## Extracted text
Relation between expression pattern of p53 and survivin in cutaneous basal cell carcinomas.

BACKGROUND: The tumor suppressor gene p53 is a key regulator of cell division and/or apoptosis. Survivin is a multifunctional member of the inhibitor of apoptosis family. Survivin and p53 represent diametrically opposed signals that influence the apoptotic pathway. MATERIAL/
METHODS: To determine the role of p53 and survivin in basal cell carcinoma (BCC), we evaluated the expression pattern of both proteins with regard to the percentage of positively immunostained tumor cells, the intensity of staining, and subcellular localization among 31 subjects with BCC.
RESULTS: Overexpression of p53 protein was found in 28 of 31 cases (90.3%), whereas survivin accumulation was seen in 27 (87.1%). For p53, moderate and/or strong immunoreactivity was seen in 20 of 28 cases (71.4%), and 26 of 28 cases (92.9%) showed more than 25% reactive tumor cells. Nuclear p53 staining was detected in 23 of 28 cases (82.1%), whereas combined nuclear and cytoplasmic localization was found in only 5 of 28 cases (17.9%). Survivin revealed mild intensity of immunoreaction in 22 of 27 cases (71%), and 25 of 27 cases (92.6%) showed less than 25% labeled tumor cells. Combined nuclear and cytoplasmic survivin localization was present in 26 of 27 cases (96.3%). Statistically significant differences were detected in the assessed expression parameters between those proteins.

## Information supplied

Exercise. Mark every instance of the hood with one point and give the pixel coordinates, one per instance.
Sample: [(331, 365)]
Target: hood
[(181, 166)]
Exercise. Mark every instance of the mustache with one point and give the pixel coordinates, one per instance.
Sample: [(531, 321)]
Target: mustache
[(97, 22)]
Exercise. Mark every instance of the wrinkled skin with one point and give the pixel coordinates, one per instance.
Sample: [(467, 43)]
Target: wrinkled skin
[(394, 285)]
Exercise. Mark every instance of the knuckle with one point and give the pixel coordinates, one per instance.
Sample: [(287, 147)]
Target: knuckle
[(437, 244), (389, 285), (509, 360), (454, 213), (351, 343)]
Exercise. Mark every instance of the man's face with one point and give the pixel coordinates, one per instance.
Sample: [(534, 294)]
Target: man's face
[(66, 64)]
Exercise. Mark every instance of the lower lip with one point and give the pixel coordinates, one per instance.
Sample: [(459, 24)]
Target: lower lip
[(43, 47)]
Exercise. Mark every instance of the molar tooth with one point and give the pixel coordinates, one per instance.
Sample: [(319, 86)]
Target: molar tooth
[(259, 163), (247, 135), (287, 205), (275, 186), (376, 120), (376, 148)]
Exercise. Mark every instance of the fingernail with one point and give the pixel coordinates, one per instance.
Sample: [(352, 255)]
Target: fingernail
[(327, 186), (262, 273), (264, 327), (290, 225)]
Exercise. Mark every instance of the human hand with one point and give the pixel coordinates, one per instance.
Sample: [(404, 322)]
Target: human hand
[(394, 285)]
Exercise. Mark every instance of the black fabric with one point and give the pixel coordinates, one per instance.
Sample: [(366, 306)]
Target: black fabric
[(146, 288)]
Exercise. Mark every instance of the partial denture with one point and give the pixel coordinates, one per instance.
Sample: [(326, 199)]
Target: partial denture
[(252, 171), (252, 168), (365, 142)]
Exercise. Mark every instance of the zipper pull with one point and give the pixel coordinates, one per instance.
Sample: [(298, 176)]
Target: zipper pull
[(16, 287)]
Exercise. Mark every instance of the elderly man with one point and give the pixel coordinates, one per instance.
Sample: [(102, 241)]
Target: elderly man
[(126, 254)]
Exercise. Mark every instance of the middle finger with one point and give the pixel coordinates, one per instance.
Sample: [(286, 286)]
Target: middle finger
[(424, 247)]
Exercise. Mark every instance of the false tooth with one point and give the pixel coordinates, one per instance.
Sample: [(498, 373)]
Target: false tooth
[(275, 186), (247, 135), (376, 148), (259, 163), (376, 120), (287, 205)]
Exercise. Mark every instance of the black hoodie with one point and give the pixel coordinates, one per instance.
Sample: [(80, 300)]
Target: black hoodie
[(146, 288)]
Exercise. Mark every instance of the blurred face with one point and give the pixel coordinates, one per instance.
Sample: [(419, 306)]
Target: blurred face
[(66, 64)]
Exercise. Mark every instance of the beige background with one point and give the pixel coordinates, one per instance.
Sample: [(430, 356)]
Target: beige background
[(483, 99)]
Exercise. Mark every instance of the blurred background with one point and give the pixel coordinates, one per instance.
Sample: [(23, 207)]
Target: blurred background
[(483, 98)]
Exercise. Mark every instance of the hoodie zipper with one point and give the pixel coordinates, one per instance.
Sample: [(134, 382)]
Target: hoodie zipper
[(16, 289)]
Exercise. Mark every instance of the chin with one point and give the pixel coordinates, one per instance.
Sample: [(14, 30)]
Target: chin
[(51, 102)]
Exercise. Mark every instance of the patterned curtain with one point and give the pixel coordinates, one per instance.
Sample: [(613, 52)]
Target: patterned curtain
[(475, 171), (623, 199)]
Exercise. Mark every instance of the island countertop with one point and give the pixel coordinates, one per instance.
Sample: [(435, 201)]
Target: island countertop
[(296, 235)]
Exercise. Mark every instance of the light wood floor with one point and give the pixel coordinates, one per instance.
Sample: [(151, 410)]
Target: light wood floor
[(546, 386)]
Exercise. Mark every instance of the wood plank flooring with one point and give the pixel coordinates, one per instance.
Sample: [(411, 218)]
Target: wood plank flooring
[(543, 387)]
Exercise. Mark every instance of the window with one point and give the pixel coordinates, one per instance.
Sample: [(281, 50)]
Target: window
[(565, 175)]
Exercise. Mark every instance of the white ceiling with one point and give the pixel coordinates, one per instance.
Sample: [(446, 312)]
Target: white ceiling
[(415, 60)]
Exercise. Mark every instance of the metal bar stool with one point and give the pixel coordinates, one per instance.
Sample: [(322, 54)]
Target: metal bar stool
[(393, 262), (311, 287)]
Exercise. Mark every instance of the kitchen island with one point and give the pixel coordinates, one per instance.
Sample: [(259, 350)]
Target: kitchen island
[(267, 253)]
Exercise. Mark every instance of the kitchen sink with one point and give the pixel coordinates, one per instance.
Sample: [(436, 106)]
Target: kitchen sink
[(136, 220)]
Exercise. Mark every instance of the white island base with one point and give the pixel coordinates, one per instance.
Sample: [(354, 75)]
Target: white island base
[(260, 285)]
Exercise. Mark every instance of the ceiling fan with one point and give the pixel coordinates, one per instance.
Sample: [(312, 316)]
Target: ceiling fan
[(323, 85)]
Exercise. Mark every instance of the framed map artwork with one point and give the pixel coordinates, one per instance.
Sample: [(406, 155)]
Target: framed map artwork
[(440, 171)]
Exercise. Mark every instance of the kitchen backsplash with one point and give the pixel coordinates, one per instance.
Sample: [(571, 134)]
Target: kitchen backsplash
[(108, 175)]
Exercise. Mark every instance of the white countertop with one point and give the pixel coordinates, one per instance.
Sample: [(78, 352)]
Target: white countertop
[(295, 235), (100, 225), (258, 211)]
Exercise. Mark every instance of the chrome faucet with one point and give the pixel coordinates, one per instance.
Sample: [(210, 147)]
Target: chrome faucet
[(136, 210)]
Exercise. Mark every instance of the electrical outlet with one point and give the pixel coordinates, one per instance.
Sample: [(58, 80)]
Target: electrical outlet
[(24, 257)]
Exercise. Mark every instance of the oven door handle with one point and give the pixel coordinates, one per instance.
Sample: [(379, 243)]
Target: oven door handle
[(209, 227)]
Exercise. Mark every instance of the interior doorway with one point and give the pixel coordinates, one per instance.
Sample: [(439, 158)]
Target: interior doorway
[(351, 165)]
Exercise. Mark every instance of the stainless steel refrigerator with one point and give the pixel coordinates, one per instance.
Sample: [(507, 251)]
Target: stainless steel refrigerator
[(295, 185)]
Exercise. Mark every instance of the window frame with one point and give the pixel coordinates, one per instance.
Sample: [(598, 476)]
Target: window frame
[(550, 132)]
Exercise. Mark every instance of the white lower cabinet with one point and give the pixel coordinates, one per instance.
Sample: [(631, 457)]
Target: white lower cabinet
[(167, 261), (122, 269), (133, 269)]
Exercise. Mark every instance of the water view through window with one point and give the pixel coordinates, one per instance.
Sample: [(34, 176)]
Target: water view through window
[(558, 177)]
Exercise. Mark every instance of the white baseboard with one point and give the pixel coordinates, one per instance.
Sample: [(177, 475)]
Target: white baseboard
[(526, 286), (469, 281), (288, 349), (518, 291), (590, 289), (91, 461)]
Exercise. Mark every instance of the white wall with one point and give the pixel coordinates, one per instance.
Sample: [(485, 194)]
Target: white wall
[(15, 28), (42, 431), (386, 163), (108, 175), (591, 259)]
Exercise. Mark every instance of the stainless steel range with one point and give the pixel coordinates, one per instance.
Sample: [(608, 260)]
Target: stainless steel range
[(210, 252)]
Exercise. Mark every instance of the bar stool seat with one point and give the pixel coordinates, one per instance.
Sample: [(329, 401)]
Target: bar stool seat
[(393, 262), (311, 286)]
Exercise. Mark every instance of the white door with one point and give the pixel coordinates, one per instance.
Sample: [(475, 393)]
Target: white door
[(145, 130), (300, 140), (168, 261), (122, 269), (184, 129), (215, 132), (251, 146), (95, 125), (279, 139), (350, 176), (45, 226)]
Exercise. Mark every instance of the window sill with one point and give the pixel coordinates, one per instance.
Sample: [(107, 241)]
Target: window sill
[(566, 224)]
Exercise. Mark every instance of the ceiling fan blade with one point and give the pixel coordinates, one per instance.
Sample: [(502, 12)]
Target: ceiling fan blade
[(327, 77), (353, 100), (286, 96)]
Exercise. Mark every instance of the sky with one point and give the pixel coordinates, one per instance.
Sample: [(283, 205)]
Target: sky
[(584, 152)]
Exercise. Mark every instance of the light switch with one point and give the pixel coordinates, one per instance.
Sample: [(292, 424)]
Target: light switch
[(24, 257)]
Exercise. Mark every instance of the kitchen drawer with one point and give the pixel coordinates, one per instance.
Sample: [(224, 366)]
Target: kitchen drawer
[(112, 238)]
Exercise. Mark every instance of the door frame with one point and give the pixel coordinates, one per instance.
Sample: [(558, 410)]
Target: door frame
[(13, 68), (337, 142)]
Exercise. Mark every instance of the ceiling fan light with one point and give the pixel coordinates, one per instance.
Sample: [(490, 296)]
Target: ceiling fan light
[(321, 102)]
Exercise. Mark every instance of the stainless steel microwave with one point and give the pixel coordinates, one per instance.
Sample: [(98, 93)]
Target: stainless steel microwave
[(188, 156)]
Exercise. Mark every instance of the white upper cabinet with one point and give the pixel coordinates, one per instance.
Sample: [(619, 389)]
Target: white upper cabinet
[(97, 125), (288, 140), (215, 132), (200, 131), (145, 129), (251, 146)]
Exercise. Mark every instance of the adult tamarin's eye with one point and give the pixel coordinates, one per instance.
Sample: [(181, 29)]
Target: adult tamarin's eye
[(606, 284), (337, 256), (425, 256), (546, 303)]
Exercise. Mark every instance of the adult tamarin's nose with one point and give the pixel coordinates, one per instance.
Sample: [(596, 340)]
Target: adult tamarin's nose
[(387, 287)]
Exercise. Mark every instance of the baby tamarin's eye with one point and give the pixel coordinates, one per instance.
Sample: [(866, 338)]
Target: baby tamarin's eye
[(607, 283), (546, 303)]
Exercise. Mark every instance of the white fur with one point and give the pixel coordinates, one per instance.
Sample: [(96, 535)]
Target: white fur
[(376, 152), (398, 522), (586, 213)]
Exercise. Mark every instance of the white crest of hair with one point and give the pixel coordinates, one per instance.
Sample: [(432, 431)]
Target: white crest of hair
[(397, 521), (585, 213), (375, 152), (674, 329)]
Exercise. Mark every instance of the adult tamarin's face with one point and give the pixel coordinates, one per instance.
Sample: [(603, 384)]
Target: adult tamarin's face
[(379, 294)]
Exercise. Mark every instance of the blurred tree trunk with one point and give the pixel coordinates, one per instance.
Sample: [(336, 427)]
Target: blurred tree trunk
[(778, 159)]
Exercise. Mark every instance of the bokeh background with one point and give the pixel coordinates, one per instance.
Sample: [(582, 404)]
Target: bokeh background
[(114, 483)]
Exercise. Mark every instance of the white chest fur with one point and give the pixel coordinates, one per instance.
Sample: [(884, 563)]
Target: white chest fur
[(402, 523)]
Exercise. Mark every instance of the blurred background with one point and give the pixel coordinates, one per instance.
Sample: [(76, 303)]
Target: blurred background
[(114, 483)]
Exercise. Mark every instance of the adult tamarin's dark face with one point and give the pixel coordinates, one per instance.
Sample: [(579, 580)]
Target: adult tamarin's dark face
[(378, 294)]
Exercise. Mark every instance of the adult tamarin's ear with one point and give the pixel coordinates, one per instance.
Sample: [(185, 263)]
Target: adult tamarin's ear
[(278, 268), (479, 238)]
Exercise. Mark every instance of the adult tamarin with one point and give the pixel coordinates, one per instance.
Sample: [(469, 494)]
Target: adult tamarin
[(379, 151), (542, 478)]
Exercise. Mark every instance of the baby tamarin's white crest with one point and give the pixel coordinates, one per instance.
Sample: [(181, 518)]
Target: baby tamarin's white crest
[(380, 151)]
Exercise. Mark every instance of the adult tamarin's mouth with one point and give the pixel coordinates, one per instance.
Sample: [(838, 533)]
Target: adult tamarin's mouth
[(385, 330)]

## What is needed
Print everything in the p53 and survivin abstract above from "RESULTS: Overexpression of" down to "between those proteins.", without changing a word.

## Task answer
RESULTS: Overexpression of p53 protein was found in 28 of 31 cases (90.3%), whereas survivin accumulation was seen in 27 (87.1%). For p53, moderate and/or strong immunoreactivity was seen in 20 of 28 cases (71.4%), and 26 of 28 cases (92.9%) showed more than 25% reactive tumor cells. Nuclear p53 staining was detected in 23 of 28 cases (82.1%), whereas combined nuclear and cytoplasmic localization was found in only 5 of 28 cases (17.9%). Survivin revealed mild intensity of immunoreaction in 22 of 27 cases (71%), and 25 of 27 cases (92.6%) showed less than 25% labeled tumor cells. Combined nuclear and cytoplasmic survivin localization was present in 26 of 27 cases (96.3%). Statistically significant differences were detected in the assessed expression parameters between those proteins.